**DIRECTIVE:** Pull out each line of the items that contains the string "white". Treat uppercase and lowercase letters as different.

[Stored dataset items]
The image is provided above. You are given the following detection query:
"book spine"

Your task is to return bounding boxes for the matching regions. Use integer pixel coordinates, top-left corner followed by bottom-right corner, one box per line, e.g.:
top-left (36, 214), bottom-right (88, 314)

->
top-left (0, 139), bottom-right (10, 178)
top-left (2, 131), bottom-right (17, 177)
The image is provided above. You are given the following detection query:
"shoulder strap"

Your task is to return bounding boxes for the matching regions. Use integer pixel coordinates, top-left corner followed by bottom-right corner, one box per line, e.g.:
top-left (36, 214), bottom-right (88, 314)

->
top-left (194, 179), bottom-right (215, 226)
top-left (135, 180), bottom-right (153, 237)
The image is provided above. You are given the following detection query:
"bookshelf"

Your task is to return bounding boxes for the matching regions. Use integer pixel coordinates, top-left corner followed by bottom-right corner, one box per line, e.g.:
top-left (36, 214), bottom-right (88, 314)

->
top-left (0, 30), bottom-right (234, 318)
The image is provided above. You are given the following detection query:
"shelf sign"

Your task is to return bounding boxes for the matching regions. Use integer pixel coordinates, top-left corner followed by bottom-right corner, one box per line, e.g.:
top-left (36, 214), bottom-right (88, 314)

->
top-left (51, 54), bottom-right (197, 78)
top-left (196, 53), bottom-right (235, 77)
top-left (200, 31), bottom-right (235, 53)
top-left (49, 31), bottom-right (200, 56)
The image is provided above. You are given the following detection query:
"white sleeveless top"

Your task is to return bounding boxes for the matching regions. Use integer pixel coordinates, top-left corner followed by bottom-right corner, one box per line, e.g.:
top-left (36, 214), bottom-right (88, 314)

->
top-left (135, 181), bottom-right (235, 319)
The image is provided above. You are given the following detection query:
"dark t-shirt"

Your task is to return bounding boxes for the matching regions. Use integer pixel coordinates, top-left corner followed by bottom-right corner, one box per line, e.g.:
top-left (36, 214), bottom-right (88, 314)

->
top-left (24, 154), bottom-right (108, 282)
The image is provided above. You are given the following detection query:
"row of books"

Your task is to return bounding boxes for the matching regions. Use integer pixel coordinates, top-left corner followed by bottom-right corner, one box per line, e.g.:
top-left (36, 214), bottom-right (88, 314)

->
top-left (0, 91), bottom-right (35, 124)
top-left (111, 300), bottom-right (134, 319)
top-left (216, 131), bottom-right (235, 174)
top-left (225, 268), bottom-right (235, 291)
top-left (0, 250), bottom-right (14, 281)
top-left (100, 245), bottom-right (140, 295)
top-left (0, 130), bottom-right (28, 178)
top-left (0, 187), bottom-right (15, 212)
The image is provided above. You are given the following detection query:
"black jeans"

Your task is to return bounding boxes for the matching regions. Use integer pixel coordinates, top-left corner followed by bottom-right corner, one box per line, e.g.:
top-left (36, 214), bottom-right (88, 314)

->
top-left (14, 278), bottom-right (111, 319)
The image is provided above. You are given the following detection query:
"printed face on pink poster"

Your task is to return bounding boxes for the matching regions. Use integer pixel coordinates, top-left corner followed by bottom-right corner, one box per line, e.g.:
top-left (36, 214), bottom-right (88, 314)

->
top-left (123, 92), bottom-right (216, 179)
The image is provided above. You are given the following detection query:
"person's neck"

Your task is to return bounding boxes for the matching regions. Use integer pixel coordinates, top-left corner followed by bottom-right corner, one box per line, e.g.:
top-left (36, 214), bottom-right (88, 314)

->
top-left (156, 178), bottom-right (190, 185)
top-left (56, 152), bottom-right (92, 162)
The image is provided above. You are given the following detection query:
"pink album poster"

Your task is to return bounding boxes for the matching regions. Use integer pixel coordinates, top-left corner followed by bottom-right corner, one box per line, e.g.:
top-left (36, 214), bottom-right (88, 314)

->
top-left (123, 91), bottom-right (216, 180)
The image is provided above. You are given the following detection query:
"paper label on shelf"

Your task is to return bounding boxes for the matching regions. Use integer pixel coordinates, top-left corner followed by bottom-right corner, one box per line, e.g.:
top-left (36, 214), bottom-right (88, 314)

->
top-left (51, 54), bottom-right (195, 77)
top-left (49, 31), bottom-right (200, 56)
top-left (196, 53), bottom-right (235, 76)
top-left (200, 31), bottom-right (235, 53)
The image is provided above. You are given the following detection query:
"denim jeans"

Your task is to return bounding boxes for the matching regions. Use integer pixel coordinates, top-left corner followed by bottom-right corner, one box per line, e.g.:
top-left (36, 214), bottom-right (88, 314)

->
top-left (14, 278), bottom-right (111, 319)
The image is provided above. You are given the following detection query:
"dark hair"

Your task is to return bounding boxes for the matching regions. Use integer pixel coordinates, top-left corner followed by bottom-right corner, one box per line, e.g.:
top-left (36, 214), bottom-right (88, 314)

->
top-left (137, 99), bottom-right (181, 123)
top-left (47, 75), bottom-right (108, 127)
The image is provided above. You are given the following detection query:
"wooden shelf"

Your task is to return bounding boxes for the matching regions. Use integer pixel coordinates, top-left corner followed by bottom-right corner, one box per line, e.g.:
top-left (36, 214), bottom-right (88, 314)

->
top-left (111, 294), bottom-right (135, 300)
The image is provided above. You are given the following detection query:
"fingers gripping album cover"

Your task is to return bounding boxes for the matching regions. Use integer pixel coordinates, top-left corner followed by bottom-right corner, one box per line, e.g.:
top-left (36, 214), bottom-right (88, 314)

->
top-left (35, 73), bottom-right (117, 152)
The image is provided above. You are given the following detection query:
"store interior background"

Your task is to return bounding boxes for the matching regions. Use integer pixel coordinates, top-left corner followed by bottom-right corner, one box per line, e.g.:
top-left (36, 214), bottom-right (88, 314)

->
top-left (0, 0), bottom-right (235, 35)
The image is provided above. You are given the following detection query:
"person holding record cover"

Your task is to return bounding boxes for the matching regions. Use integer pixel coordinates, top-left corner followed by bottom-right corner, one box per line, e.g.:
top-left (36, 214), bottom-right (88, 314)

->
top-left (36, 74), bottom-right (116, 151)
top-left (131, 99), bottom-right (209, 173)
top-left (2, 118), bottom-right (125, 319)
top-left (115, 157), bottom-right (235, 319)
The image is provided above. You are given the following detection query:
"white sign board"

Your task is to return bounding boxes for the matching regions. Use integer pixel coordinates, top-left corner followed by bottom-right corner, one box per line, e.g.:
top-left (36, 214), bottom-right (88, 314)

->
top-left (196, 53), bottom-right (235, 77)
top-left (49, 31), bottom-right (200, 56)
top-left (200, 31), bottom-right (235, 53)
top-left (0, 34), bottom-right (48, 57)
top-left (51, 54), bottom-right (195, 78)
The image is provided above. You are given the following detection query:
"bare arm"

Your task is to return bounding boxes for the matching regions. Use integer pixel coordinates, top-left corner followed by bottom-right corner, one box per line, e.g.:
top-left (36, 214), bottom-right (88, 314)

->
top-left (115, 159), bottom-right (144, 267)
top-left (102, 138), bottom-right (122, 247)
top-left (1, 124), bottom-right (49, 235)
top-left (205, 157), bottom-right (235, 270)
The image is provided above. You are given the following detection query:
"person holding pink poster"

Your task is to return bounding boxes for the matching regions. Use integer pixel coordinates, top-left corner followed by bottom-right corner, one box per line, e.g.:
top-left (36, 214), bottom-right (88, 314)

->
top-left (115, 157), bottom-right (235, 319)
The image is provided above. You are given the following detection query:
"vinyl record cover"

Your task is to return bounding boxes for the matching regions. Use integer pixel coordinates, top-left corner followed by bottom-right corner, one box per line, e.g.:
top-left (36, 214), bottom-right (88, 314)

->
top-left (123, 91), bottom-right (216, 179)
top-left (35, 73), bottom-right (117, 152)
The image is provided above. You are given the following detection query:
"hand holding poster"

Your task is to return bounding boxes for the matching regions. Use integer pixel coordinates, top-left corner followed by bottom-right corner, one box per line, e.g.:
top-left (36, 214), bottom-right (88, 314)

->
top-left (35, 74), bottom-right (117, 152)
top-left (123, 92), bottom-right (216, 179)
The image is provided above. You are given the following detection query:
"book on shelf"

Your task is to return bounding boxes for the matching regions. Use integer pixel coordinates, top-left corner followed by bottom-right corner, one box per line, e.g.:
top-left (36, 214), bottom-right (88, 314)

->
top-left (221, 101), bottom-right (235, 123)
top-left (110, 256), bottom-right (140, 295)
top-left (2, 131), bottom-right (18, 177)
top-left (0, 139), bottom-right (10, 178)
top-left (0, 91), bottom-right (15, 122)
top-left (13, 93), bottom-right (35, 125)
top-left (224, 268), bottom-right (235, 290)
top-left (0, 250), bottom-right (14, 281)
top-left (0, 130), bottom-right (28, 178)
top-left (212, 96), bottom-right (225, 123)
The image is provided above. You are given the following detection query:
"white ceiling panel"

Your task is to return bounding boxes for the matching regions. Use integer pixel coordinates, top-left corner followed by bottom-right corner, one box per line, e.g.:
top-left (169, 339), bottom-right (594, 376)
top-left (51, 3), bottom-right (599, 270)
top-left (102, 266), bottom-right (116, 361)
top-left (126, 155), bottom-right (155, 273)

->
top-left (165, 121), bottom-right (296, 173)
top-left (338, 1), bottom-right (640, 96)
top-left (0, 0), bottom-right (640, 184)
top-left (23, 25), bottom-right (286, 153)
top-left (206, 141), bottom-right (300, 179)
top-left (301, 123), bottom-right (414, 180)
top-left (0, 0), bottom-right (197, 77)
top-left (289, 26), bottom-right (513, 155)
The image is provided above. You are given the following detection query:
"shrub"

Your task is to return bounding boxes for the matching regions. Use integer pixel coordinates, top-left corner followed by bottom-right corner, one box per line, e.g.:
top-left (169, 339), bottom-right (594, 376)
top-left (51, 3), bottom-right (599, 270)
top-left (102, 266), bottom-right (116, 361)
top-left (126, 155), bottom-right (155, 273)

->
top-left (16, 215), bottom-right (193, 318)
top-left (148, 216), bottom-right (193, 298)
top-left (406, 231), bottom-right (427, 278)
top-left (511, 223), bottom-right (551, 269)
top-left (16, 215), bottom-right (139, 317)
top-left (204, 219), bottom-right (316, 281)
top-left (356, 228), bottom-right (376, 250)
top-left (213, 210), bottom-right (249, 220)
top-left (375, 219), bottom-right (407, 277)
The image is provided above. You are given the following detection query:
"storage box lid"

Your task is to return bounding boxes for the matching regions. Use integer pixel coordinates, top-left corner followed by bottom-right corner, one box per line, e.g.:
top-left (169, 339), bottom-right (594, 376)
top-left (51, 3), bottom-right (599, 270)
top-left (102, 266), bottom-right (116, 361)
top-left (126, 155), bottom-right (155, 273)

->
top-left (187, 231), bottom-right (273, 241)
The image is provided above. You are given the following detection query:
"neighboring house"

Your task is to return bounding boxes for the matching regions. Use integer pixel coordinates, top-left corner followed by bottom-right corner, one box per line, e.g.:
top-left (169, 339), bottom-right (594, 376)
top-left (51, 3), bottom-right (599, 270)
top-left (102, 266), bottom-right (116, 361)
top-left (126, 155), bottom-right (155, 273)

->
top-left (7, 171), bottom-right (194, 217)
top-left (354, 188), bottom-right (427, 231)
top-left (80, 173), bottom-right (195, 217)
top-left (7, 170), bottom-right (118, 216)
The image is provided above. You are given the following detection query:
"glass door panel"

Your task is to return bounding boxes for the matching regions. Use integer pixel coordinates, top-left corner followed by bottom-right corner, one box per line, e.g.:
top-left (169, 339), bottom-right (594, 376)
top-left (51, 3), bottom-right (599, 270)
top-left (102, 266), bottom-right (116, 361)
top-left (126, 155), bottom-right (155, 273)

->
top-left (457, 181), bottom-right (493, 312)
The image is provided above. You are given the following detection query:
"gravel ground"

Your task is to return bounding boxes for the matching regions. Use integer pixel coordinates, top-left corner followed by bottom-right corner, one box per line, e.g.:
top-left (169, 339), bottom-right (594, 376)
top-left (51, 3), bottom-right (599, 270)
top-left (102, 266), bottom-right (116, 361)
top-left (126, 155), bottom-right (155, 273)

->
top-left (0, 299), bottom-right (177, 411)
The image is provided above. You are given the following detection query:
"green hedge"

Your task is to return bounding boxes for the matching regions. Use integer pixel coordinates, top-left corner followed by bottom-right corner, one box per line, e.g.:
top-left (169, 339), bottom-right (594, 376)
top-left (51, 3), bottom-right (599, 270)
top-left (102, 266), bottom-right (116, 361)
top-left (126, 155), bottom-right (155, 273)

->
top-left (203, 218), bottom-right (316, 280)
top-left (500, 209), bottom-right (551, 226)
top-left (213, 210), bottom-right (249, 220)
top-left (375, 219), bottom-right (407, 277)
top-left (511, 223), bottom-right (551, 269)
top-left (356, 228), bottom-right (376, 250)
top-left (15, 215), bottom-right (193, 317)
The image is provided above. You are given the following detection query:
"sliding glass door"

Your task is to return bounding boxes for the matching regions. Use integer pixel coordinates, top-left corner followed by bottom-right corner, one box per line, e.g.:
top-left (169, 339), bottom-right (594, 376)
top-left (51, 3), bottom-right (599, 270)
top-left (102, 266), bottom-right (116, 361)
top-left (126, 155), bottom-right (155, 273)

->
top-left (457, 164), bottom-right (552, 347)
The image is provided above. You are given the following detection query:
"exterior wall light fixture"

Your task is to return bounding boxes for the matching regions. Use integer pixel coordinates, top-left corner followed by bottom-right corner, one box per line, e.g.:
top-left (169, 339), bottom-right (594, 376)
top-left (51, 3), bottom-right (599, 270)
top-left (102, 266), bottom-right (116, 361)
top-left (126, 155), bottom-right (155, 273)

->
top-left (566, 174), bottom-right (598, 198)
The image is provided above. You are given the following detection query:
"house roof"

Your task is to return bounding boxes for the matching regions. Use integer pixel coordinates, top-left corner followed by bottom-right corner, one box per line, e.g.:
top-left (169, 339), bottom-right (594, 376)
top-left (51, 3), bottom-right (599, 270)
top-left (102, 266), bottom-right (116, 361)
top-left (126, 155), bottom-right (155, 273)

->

**RESPONSE:**
"white sleeveless top"
"white sign board"
"white ceiling panel"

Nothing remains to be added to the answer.